> [TASK REQUIREMENTS]:
Can you quote every one of the records below word for word, keeping each character and line unchanged?

> [GIVEN INFORMATION]:
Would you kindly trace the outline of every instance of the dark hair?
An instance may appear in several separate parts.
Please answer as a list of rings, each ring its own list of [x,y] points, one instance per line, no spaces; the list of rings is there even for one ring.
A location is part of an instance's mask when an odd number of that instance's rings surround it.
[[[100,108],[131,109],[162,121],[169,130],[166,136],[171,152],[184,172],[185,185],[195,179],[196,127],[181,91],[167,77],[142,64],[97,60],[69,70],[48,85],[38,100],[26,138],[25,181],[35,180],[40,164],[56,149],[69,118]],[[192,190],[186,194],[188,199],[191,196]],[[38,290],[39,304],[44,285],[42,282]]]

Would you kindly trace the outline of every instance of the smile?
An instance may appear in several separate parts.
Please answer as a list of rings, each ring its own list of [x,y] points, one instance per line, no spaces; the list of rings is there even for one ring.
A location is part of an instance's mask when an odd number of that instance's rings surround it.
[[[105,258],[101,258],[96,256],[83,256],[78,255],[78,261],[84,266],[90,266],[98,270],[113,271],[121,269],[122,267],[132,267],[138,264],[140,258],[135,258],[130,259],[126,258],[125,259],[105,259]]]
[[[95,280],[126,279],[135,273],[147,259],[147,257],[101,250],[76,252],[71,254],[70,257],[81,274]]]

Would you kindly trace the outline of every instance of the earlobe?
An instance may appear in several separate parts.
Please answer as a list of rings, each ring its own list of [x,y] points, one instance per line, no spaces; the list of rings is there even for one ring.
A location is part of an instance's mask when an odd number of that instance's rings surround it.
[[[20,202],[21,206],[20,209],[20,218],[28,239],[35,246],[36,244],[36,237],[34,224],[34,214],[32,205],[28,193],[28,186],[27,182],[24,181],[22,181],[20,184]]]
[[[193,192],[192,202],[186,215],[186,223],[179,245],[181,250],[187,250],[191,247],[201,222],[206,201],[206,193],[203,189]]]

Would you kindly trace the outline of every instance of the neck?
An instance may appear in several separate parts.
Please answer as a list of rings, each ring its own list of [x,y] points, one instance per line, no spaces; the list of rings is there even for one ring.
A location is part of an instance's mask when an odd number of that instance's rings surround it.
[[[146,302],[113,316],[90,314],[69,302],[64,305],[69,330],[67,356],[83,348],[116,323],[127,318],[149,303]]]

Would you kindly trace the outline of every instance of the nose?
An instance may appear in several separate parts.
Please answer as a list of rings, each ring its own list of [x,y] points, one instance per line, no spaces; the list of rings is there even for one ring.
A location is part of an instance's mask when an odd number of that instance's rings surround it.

> [OUTPUT OF THE TASK]:
Would you kindly trace the outline of every instance of the dark hair?
An instance may appear in several separate parts.
Please answer as a list of rings, each ring its own list of [x,y] points, one instance per line, no spaces; the list of rings is there even for one ring.
A location is part of an instance's mask when an odd number of that instance's rings surround it.
[[[100,108],[131,109],[162,121],[169,130],[166,136],[171,152],[184,172],[185,185],[195,179],[196,127],[181,91],[167,77],[142,64],[97,60],[69,70],[48,85],[38,100],[26,138],[25,181],[35,180],[40,164],[56,149],[69,118]],[[192,190],[186,194],[188,199],[191,196]],[[38,290],[39,304],[44,285],[42,282]]]

Would you kindly trace the outline of every instance of the smile?
An instance may appear in several separate parts.
Please answer as a list of rings, each ring its own list of [x,y] points, one instance per line, no spaces; the list of rings is there even for one ring.
A location is part of an instance's mask when an odd number of that instance's rings surround it.
[[[105,258],[101,258],[96,256],[83,256],[78,255],[78,261],[84,266],[90,266],[98,270],[113,271],[121,269],[122,267],[132,267],[138,264],[140,258],[135,258],[130,259],[126,258],[125,259],[105,259]]]
[[[95,280],[126,279],[135,273],[147,259],[147,257],[101,250],[76,252],[71,254],[70,257],[81,274]]]

Would you kindly trace the outline of every instance of the earlobe?
An instance may appear in several separate parts.
Please answer as a list of rings, each ring its own list of [x,y] points, one instance per line, no spaces; the list of rings is there even for one ring.
A location is part of an instance's mask when an odd number of that instance's rings surround it.
[[[20,202],[21,206],[20,209],[20,218],[28,239],[35,246],[36,244],[36,237],[34,224],[34,214],[32,205],[28,193],[28,186],[27,182],[24,181],[22,181],[20,184]]]
[[[193,192],[192,202],[186,215],[186,223],[179,245],[181,250],[187,250],[191,247],[201,222],[206,201],[206,193],[203,189]]]

Would you kindly trace the outline of every instance of the neck?
An instance may appear in several separate parts.
Please answer as a list of rings, each ring its own list of [x,y] points, one instance per line, no spaces; the list of rings is there even for one ring.
A location is part of an instance's mask when an odd number of that instance's rings surround it.
[[[146,302],[113,316],[90,314],[69,302],[64,305],[69,330],[67,356],[83,348],[116,323],[127,318],[149,303]]]

Would you kindly trace the outline of every instance of the nose?
An instance may appear in several separate parts.
Please answer as a list of rings, each ring its own list of [x,y] points, one instance per line, no spaces; the list of rings is there even for one ring.
A location is part of an instance's mask when an odd number of that instance's rings surround it.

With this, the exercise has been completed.